> Request 1
Please report only the number of lines in the rows below that contain the string "shirt", treating uppercase and lowercase as different.

╭─ Article

When I said that Neil Simon helped to perfect the standard form of the sitcom, I’m not kidding. Many of his comedies are based on bringing together two personality types that are diametrically opposed, having them share the same space, and surrounding them with a succession of quirky characters and off-the-wall situations. There would also be no real story to drive them, instead having them simply react to each other and whatever happened to come through the door. The Odd Couple is often regarded as the standard to measure such projects against… well, Neil Simon wrote that. In fairness to him, this was just his style and he built a very successful career on it, and it was a method adopted years later by studios looking to create the most easily exploited situation for comedic purposes. Sit-com, get it? Anyway, this is exactly the format of Barefoot in the Park, however there is just no getting past the fact that this is too much a product of its time to be watchable today.

Like I said, there is no story to the film, since it’s meant to be character driven. Two newlyweds begin their new life in a new apartment, but they find out that living together may not be as easy as they think. This is indeed a situation, but there’s nothing that occurs externally to push things along. Oh, some of you out there may be thinking to yourself, “hang on, this all sounds very much like Dharma & Greg.” You’re not alone in that. Many people have since made that particular connection, and it’s no small wonder. I can only imagine that Chuck Lorre caught Barefoot in the Park on TV one night and decided to do his own version. Hell, the film even got its own brief sitcom spin-off, which lasted for 12 episodes in 1970. This is basically what you’ve got in Barefoot in the Park, a feature-length episode of a sitcom with any laughter, applause and funny material removed. So, sure, things happen to them, but nothing more serious than their furniture not being delivered until the next day. As such, it’s entirely down to the characters to create the conflict. So, what are the characters like?

╰─
╭─ Record excerpts

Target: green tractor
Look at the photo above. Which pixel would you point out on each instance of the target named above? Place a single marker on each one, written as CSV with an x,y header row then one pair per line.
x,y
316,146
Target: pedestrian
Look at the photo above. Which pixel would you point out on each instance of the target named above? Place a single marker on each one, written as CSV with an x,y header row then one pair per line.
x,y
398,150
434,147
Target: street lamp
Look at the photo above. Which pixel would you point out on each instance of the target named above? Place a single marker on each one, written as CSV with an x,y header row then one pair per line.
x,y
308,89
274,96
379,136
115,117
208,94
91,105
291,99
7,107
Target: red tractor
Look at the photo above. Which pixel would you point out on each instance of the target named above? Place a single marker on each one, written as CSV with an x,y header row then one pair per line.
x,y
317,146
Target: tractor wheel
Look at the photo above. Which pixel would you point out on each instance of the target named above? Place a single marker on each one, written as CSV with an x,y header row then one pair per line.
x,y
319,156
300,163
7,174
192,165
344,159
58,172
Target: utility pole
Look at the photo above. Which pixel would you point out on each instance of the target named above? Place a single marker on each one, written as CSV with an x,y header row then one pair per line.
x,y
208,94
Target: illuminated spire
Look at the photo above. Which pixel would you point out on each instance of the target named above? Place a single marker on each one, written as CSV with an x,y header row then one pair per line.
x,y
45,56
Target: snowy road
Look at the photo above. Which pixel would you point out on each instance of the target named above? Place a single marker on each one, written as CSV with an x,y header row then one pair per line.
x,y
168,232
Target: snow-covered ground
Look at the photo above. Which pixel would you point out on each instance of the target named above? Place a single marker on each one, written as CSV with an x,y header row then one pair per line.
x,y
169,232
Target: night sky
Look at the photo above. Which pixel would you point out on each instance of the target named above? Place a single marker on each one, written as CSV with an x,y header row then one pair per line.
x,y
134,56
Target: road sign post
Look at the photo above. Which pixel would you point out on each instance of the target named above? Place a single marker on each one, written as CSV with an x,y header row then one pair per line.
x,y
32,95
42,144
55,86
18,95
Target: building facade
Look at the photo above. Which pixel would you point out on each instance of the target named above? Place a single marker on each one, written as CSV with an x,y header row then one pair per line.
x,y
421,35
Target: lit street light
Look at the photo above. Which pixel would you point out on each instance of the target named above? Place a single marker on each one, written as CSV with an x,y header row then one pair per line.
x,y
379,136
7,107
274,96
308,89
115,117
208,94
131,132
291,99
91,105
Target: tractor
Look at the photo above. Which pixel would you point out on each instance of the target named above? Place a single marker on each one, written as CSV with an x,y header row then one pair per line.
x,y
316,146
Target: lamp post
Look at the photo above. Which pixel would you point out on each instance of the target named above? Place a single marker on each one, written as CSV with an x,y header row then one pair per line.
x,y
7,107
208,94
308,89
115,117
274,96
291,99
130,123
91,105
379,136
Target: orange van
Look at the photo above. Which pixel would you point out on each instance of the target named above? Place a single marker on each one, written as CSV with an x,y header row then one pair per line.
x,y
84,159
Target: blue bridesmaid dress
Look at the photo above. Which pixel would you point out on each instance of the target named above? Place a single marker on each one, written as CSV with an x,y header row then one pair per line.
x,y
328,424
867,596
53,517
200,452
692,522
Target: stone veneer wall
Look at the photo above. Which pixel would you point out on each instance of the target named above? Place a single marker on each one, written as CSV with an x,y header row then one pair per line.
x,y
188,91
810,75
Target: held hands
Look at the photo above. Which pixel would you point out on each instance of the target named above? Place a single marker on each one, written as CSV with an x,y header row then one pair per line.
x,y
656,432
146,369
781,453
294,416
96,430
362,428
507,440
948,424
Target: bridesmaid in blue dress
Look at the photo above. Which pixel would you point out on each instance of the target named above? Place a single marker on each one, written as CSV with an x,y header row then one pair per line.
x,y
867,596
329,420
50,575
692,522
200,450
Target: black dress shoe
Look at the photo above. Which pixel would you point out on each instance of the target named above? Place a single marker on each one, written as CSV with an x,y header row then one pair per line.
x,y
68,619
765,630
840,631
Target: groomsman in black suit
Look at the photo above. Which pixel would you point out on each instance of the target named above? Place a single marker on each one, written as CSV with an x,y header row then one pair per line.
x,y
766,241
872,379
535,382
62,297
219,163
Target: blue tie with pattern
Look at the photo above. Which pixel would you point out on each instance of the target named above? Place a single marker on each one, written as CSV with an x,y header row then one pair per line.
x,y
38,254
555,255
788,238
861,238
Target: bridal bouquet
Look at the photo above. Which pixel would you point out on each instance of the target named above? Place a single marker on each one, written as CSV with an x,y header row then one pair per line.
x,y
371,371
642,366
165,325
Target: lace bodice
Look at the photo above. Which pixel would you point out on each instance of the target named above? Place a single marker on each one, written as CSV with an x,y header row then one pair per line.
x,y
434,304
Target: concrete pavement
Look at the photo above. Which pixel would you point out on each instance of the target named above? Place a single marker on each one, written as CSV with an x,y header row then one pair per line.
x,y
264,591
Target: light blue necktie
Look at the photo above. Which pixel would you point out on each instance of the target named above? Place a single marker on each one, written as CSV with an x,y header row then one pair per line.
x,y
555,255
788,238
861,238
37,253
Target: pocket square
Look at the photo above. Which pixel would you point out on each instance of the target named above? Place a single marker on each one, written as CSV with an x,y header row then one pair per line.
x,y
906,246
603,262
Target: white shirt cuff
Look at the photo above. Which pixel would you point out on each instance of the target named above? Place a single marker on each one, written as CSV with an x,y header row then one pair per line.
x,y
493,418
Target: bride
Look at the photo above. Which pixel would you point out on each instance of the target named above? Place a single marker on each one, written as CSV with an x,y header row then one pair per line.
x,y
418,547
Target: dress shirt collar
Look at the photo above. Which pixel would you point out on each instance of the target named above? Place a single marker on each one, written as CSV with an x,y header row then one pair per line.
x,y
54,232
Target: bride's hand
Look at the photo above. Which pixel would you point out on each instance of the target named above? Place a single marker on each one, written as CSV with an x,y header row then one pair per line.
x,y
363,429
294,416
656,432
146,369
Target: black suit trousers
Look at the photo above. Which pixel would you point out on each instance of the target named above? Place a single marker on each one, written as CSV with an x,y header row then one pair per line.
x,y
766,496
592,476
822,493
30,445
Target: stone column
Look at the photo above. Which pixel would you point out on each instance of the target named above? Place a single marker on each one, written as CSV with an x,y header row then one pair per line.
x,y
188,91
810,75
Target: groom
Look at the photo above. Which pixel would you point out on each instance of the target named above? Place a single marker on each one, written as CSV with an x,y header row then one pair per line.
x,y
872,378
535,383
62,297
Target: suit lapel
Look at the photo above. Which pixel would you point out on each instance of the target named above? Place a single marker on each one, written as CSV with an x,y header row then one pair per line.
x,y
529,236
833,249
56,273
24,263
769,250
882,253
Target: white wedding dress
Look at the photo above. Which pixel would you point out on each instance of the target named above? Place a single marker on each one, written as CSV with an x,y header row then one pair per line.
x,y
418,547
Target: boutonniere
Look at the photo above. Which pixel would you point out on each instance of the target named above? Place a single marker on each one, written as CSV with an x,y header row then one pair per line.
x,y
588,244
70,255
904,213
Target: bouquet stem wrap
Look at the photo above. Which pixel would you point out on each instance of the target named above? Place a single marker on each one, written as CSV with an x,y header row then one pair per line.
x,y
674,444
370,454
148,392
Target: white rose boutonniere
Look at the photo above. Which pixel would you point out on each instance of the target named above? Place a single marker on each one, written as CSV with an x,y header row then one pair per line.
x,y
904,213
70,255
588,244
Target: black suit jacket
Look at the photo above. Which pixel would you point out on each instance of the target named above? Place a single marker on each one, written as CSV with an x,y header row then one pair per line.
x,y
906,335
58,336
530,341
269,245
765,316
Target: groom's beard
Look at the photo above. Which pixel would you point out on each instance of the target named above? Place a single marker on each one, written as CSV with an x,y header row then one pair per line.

╰─

> Request 2
Reproduce the entire film review above word for word.

> Exercise output 1
2

> Exercise output 2
When I said that Neil Simon helped to perfect the standard form of the sitcom, I’m not kidding. Many of his comedies are based on bringing together two personality types that are diametrically opposed, having them share the same space, and surrounding them with a succession of quirky characters and off-the-wall situations. There would also be no real story to drive them, instead having them simply react to each other and whatever happened to come through the door. The Odd Couple is often regarded as the standard to measure such projects against… well, Neil Simon wrote that. In fairness to him, this was just his style and he built a very successful career on it, and it was a method adopted years later by studios looking to create the most easily exploited situation for comedic purposes. Sit-com, get it? Anyway, this is exactly the format of Barefoot in the Park, however there is just no getting past the fact that this is too much a product of its time to be watchable today.

Like I said, there is no story to the film, since it’s meant to be character driven. Two newlyweds begin their new life in a new apartment, but they find out that living together may not be as easy as they think. This is indeed a situation, but there’s nothing that occurs externally to push things along. Oh, some of you out there may be thinking to yourself, “hang on, this all sounds very much like Dharma & Greg.” You’re not alone in that. Many people have since made that particular connection, and it’s no small wonder. I can only imagine that Chuck Lorre caught Barefoot in the Park on TV one night and decided to do his own version. Hell, the film even got its own brief sitcom spin-off, which lasted for 12 episodes in 1970. This is basically what you’ve got in Barefoot in the Park, a feature-length episode of a sitcom with any laughter, applause and funny material removed. So, sure, things happen to them, but nothing more serious than their furniture not being delivered until the next day. As such, it’s entirely down to the characters to create the conflict. So, what are the characters like?